++++ EXERCISE INPUTS ++++
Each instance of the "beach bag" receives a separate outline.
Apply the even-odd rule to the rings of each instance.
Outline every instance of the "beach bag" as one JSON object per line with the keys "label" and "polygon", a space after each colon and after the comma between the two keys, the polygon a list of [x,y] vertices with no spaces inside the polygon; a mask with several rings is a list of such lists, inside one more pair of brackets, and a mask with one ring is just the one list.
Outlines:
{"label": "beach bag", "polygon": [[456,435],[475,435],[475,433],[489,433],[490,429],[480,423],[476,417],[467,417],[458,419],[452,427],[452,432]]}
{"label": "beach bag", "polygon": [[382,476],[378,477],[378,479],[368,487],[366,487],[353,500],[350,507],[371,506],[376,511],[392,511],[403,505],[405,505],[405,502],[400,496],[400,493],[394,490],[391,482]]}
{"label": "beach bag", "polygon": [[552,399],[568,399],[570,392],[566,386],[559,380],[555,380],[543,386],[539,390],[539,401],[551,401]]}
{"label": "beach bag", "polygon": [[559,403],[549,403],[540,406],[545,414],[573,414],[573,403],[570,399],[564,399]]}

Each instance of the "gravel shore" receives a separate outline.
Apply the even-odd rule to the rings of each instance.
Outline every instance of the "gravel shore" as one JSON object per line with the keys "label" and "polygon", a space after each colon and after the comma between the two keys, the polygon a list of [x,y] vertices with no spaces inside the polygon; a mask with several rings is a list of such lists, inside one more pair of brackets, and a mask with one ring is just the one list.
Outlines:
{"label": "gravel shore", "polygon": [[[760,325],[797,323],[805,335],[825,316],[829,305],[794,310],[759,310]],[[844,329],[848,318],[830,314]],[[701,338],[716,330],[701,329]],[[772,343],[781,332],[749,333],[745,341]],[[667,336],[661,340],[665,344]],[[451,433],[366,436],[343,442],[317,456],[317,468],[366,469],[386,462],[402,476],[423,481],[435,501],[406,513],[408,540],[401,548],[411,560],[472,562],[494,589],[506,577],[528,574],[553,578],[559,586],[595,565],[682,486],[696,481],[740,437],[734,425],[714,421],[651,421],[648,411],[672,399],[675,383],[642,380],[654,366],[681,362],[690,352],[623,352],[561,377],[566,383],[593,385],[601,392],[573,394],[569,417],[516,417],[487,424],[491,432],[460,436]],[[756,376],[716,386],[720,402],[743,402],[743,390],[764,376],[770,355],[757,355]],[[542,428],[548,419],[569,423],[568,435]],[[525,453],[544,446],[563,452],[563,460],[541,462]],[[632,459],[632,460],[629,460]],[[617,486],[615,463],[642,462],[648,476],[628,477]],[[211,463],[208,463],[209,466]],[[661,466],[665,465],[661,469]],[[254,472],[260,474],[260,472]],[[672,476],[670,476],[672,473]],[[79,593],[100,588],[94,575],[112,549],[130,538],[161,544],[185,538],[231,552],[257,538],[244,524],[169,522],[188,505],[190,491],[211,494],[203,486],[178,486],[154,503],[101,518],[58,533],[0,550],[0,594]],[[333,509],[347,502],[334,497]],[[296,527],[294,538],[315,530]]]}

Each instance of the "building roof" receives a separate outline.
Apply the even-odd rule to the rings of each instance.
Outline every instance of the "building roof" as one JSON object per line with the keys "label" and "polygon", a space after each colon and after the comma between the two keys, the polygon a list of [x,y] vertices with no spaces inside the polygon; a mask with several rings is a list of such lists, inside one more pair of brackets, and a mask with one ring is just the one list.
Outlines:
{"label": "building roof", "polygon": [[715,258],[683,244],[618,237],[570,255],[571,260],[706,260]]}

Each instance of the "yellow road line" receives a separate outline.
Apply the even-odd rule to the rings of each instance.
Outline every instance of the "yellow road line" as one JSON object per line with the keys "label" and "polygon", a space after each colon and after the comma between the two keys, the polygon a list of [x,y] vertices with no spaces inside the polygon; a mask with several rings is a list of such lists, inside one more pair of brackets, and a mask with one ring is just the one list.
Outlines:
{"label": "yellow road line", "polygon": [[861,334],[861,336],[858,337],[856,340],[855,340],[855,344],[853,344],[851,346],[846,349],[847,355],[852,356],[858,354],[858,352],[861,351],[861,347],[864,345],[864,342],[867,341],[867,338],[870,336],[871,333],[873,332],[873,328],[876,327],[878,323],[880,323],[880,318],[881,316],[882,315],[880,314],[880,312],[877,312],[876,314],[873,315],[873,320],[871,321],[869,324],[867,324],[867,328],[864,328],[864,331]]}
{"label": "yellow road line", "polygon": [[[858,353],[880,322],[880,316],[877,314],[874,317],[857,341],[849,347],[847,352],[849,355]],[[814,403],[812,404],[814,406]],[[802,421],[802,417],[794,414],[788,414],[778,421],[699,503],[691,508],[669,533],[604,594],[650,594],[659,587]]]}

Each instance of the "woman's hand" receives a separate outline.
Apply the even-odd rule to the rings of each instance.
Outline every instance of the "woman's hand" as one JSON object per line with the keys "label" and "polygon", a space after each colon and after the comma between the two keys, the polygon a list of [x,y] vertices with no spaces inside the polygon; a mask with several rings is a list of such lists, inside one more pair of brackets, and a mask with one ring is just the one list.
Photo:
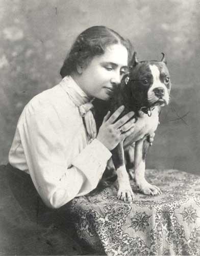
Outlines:
{"label": "woman's hand", "polygon": [[115,122],[124,109],[124,106],[121,106],[111,116],[109,111],[104,117],[96,137],[96,139],[110,151],[131,134],[134,130],[135,118],[128,121],[134,115],[132,111]]}

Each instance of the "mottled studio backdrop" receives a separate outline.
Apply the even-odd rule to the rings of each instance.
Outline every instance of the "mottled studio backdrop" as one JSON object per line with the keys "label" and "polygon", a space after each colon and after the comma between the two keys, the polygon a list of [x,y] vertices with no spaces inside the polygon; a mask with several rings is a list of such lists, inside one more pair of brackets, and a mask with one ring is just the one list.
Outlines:
{"label": "mottled studio backdrop", "polygon": [[24,105],[60,81],[75,37],[104,25],[129,37],[139,60],[167,56],[171,100],[147,167],[199,173],[199,0],[1,0],[1,163]]}

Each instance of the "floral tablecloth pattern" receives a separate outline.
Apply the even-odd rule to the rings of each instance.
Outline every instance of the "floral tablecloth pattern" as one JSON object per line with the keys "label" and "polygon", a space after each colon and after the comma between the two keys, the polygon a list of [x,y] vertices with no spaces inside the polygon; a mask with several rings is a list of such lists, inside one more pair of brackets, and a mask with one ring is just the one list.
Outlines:
{"label": "floral tablecloth pattern", "polygon": [[177,170],[147,169],[163,195],[139,193],[132,202],[116,197],[117,183],[71,201],[79,238],[107,255],[200,255],[200,176]]}

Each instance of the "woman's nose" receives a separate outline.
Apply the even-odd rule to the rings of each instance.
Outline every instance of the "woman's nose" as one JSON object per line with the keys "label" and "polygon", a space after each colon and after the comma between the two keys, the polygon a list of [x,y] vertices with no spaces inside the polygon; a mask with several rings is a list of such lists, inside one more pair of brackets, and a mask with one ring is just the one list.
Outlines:
{"label": "woman's nose", "polygon": [[113,76],[110,79],[110,81],[112,84],[114,84],[116,85],[119,84],[119,83],[121,82],[121,76],[120,75],[120,74],[116,74],[115,76]]}

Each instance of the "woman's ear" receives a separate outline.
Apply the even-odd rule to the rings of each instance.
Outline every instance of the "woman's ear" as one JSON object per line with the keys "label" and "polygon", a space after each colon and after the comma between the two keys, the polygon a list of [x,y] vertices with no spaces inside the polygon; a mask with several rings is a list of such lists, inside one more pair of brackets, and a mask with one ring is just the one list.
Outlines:
{"label": "woman's ear", "polygon": [[83,67],[77,64],[77,70],[78,73],[81,75],[83,73]]}

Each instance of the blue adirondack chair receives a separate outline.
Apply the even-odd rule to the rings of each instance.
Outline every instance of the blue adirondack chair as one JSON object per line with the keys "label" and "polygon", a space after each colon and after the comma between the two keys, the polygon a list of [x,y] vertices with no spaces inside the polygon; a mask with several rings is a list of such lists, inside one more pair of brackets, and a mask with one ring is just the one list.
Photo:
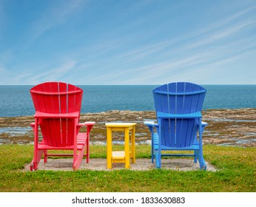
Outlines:
{"label": "blue adirondack chair", "polygon": [[[164,156],[192,156],[206,169],[203,157],[202,134],[206,123],[202,122],[201,109],[206,90],[186,83],[171,83],[153,89],[158,123],[145,121],[151,132],[152,163],[161,169]],[[192,154],[163,154],[168,151],[192,151]]]}

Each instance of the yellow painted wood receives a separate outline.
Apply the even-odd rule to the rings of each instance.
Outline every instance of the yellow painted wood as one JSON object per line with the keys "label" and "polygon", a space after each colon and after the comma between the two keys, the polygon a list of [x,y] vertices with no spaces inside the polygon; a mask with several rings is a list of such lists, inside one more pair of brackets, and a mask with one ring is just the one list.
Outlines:
{"label": "yellow painted wood", "polygon": [[112,169],[112,130],[107,128],[107,167]]}
{"label": "yellow painted wood", "polygon": [[[129,169],[130,158],[132,159],[133,163],[135,162],[135,125],[136,123],[106,123],[107,167],[108,169],[112,169],[112,163],[124,163],[125,168]],[[124,152],[112,152],[112,135],[114,131],[124,132]],[[131,137],[129,138],[130,131]]]}

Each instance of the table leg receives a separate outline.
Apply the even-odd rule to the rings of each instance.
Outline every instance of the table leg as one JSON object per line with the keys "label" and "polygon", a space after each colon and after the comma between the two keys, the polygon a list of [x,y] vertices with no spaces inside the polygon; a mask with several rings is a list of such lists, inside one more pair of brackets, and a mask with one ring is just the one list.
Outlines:
{"label": "table leg", "polygon": [[133,126],[132,130],[132,163],[135,163],[135,126]]}
{"label": "table leg", "polygon": [[124,131],[124,153],[125,153],[125,168],[129,169],[129,129],[126,128]]}
{"label": "table leg", "polygon": [[112,129],[107,128],[107,167],[112,169]]}

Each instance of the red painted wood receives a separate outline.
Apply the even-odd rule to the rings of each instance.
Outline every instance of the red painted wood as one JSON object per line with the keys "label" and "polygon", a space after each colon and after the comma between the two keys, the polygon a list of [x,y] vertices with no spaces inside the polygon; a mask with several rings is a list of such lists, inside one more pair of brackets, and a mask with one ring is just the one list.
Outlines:
{"label": "red painted wood", "polygon": [[[83,157],[89,161],[90,132],[95,122],[79,123],[83,91],[80,88],[61,82],[47,82],[30,89],[34,104],[34,158],[31,170],[37,169],[41,157],[44,154],[44,162],[50,155],[48,150],[73,150],[73,169],[81,165]],[[81,127],[87,127],[86,133],[78,133]],[[39,142],[38,129],[43,139]],[[57,154],[58,156],[67,155]]]}

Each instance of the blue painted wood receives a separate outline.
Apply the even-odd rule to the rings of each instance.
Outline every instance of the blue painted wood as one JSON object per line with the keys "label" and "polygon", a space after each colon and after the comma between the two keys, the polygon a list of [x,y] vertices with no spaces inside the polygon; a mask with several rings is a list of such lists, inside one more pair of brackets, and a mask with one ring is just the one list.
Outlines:
{"label": "blue painted wood", "polygon": [[173,156],[162,151],[192,150],[193,153],[186,156],[194,157],[195,163],[198,160],[200,168],[206,169],[202,134],[207,123],[201,121],[206,92],[187,82],[170,83],[153,90],[158,124],[146,125],[152,133],[152,161],[155,158],[156,168],[161,168],[161,157]]}

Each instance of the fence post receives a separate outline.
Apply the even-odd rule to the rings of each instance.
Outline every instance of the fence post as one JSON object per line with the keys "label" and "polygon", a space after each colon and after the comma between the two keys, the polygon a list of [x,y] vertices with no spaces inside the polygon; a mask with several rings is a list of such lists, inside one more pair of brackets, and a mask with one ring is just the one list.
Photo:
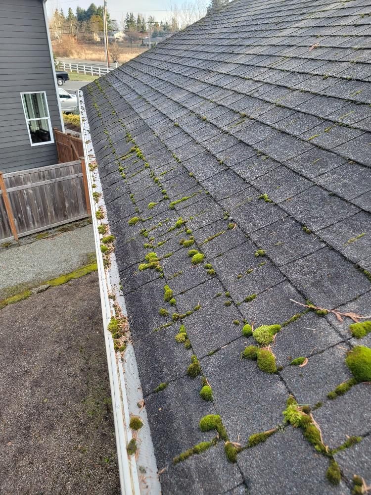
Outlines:
{"label": "fence post", "polygon": [[90,207],[90,198],[89,198],[89,189],[88,186],[88,177],[87,176],[86,165],[85,164],[85,158],[82,157],[81,159],[81,171],[83,172],[83,182],[84,183],[84,192],[85,193],[85,200],[86,200],[86,207],[88,214],[90,215],[92,213],[92,209]]}
{"label": "fence post", "polygon": [[4,201],[5,211],[6,211],[8,215],[8,220],[9,221],[9,225],[10,226],[11,233],[13,234],[13,237],[15,240],[18,241],[18,233],[17,233],[17,228],[15,226],[15,222],[14,221],[14,217],[13,215],[13,210],[11,209],[10,201],[9,200],[9,198],[8,198],[8,194],[6,192],[6,189],[5,187],[4,178],[3,177],[2,174],[1,172],[0,172],[0,189],[1,189],[2,191],[2,199]]}

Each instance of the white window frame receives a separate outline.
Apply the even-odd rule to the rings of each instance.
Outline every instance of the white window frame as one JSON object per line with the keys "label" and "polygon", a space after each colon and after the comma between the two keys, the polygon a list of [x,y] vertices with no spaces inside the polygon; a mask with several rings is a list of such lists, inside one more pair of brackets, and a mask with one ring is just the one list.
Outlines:
{"label": "white window frame", "polygon": [[[42,117],[41,118],[39,117],[36,119],[29,119],[27,117],[27,114],[26,111],[26,108],[24,106],[24,101],[23,101],[23,95],[41,95],[44,94],[45,98],[45,103],[46,105],[46,111],[47,112],[47,117]],[[59,95],[58,95],[59,98]],[[53,135],[53,129],[51,127],[51,121],[50,120],[50,114],[49,113],[49,105],[47,104],[47,98],[46,98],[46,91],[23,91],[21,93],[21,100],[22,101],[22,106],[23,107],[23,112],[24,113],[25,118],[26,119],[26,126],[27,128],[27,132],[28,133],[28,137],[30,138],[30,143],[31,143],[31,146],[42,146],[43,145],[50,145],[54,143],[54,136]],[[33,143],[32,138],[31,137],[31,133],[30,132],[30,126],[28,125],[28,123],[32,120],[47,120],[47,124],[49,127],[49,134],[50,137],[50,140],[49,141],[43,141],[42,143]]]}

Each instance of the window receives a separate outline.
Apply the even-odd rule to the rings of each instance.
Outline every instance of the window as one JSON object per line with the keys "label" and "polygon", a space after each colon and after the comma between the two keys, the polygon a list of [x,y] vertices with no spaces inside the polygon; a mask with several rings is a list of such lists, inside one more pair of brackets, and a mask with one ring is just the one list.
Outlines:
{"label": "window", "polygon": [[45,91],[21,93],[31,146],[54,143]]}

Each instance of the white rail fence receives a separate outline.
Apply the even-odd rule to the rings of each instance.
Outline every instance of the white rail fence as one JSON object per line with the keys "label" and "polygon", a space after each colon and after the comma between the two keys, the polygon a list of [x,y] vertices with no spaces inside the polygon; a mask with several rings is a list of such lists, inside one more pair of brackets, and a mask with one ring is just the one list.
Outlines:
{"label": "white rail fence", "polygon": [[69,62],[59,62],[57,70],[64,70],[67,72],[77,72],[78,74],[85,74],[90,76],[103,76],[107,74],[116,67],[103,67],[99,65],[90,65],[85,63],[72,63]]}

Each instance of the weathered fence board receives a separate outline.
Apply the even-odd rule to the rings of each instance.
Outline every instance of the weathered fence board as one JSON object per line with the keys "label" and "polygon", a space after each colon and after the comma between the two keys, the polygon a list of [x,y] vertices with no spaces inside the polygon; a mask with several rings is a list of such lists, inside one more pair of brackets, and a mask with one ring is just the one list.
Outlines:
{"label": "weathered fence board", "polygon": [[0,192],[0,239],[12,235],[4,189],[19,237],[87,216],[90,207],[83,164],[78,160],[4,174]]}

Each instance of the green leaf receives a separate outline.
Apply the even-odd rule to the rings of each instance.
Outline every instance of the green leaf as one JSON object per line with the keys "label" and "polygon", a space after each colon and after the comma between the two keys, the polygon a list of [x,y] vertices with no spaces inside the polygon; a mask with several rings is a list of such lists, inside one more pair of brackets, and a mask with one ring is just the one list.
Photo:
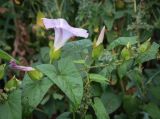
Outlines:
{"label": "green leaf", "polygon": [[94,98],[92,107],[95,111],[97,119],[109,119],[109,115],[107,114],[106,109],[99,98]]}
{"label": "green leaf", "polygon": [[0,119],[22,119],[20,90],[9,93],[7,101],[0,103]]}
{"label": "green leaf", "polygon": [[139,56],[136,59],[136,62],[143,63],[152,59],[156,59],[158,51],[159,44],[154,42],[148,50],[146,50],[144,53],[139,54]]}
{"label": "green leaf", "polygon": [[24,77],[22,104],[25,115],[29,115],[37,107],[52,84],[48,78],[33,81],[28,75]]}
{"label": "green leaf", "polygon": [[[73,41],[67,43],[62,48],[61,58],[70,57],[73,61],[85,60],[85,64],[90,66],[93,62],[91,58],[92,42],[89,39]],[[84,64],[76,64],[76,67],[81,72],[81,76],[85,77],[84,70],[86,66]]]}
{"label": "green leaf", "polygon": [[112,92],[105,92],[102,97],[102,102],[109,114],[116,111],[121,105],[121,99],[119,96],[115,95]]}
{"label": "green leaf", "polygon": [[123,98],[123,108],[128,114],[138,111],[139,101],[136,97],[125,95]]}
{"label": "green leaf", "polygon": [[128,43],[130,45],[134,45],[137,43],[137,36],[132,36],[132,37],[119,37],[116,40],[114,40],[113,42],[111,42],[111,44],[109,45],[108,49],[111,50],[117,46],[120,45],[127,45]]}
{"label": "green leaf", "polygon": [[10,56],[8,53],[4,52],[3,50],[0,49],[0,58],[10,61],[11,59],[14,59],[12,56]]}
{"label": "green leaf", "polygon": [[90,78],[90,81],[95,81],[98,83],[107,83],[108,84],[108,82],[109,82],[109,80],[106,77],[99,75],[99,74],[90,73],[89,78]]}
{"label": "green leaf", "polygon": [[149,103],[147,105],[144,105],[143,109],[152,117],[152,119],[159,119],[160,109],[154,103]]}
{"label": "green leaf", "polygon": [[118,75],[120,79],[122,79],[127,74],[127,72],[131,68],[132,63],[133,63],[133,60],[131,59],[131,60],[126,60],[121,65],[119,65],[117,70],[118,70]]}
{"label": "green leaf", "polygon": [[74,106],[77,107],[80,104],[83,96],[83,82],[80,73],[69,58],[59,60],[58,67],[43,64],[37,68],[67,95]]}

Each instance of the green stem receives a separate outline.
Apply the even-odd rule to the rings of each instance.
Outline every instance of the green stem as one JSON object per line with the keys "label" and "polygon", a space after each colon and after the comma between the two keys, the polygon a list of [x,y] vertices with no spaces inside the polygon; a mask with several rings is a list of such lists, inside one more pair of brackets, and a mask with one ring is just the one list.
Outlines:
{"label": "green stem", "polygon": [[125,87],[124,87],[123,80],[120,80],[120,85],[121,85],[122,92],[125,93]]}
{"label": "green stem", "polygon": [[73,119],[76,119],[76,115],[75,115],[75,112],[73,112]]}

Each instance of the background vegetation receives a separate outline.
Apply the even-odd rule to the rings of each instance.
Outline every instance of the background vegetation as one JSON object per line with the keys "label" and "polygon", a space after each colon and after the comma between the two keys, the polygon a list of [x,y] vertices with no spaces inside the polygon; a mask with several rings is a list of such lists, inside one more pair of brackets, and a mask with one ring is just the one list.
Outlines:
{"label": "background vegetation", "polygon": [[[70,79],[76,69],[81,74],[73,75],[77,82],[83,79],[78,108],[74,96],[80,92],[72,82],[64,82],[72,87],[70,94],[66,85],[48,79],[56,76],[51,73],[54,66],[39,65],[48,63],[48,44],[54,39],[53,30],[43,26],[43,17],[64,18],[89,31],[88,39],[72,38],[58,61]],[[94,59],[92,41],[104,25],[105,49]],[[1,77],[8,63],[5,56],[10,57],[1,51],[0,119],[160,118],[159,0],[0,0],[0,36],[1,50],[22,65],[38,65],[47,76],[34,82],[23,72],[5,69]],[[72,62],[63,59],[68,53]],[[22,85],[8,93],[4,86],[12,76]]]}

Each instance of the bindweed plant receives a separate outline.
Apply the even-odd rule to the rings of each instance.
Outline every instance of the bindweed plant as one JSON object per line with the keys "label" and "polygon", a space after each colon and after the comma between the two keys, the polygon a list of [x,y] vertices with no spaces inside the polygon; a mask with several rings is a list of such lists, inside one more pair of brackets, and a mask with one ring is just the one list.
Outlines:
{"label": "bindweed plant", "polygon": [[[64,19],[42,20],[47,29],[55,31],[54,43],[45,48],[43,62],[33,67],[21,66],[0,50],[0,79],[4,82],[0,119],[27,118],[33,112],[50,118],[53,103],[60,112],[66,111],[58,119],[95,115],[98,119],[109,119],[116,110],[122,112],[120,117],[139,118],[150,114],[150,107],[159,111],[155,103],[147,104],[152,79],[144,77],[142,70],[142,63],[157,58],[159,44],[151,43],[150,39],[139,43],[139,37],[131,36],[119,37],[104,48],[105,27],[93,43],[89,39],[67,43],[73,36],[87,38],[87,31],[71,27]],[[16,72],[10,78],[9,70],[26,74],[22,80]]]}
{"label": "bindweed plant", "polygon": [[[0,119],[159,119],[160,45],[151,35],[159,27],[157,1],[54,0],[54,7],[50,0],[8,2],[17,16],[5,17],[19,30],[12,55],[4,48],[12,43],[4,40],[8,32],[2,39]],[[34,43],[24,42],[25,25],[17,20],[26,18],[21,7],[30,18],[26,22],[36,14]],[[148,23],[147,10],[155,24]],[[70,25],[74,22],[78,28]],[[16,54],[27,57],[30,66]]]}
++++
EXERCISE AIM:
Select every line of the listing that contains the string "gravel", and copy each of those lines. Treat case as significant.

EXERCISE SOLUTION:
Each instance of the "gravel shore" receives a separate outline.
Outline every instance of the "gravel shore" as one JSON object per line with the keys "label" and "polygon", a space after each colon and after the comma between the two keys, the polygon a list of [x,y] vertices with no spaces inside the polygon; a mask with several rings is a list of such lists, inside one more pair of brackets, and a mask with one ring is just the one list.
{"label": "gravel shore", "polygon": [[[760,325],[797,323],[805,335],[825,316],[829,305],[794,310],[759,310]],[[844,329],[848,318],[830,314]],[[701,338],[716,330],[701,329]],[[772,343],[781,332],[749,333],[745,341]],[[667,336],[661,340],[665,344]],[[451,433],[366,436],[343,442],[317,456],[317,468],[366,469],[386,462],[402,476],[423,481],[435,501],[406,513],[408,540],[401,548],[411,560],[472,562],[494,589],[506,577],[528,574],[553,578],[559,586],[595,565],[682,486],[696,481],[740,437],[734,425],[714,421],[651,421],[648,411],[672,399],[675,383],[642,380],[654,366],[681,362],[690,352],[623,352],[561,377],[566,383],[593,385],[601,392],[573,394],[569,417],[516,417],[487,424],[491,432],[460,436]],[[756,376],[716,386],[720,402],[743,402],[743,390],[764,376],[770,355],[757,355]],[[542,428],[548,419],[569,423],[568,435]],[[525,453],[544,446],[563,452],[563,460],[541,462]],[[632,459],[632,460],[629,460]],[[617,486],[615,463],[642,462],[648,476],[628,477]],[[211,463],[208,463],[209,466]],[[661,466],[665,465],[661,469]],[[254,472],[260,474],[260,472]],[[672,476],[670,476],[672,473]],[[79,593],[100,588],[94,575],[112,549],[130,538],[161,544],[185,538],[231,552],[257,538],[244,524],[169,522],[188,505],[190,491],[211,494],[203,486],[178,486],[154,503],[101,518],[58,533],[0,550],[0,594]],[[333,509],[347,502],[334,497]],[[296,527],[294,538],[315,530]]]}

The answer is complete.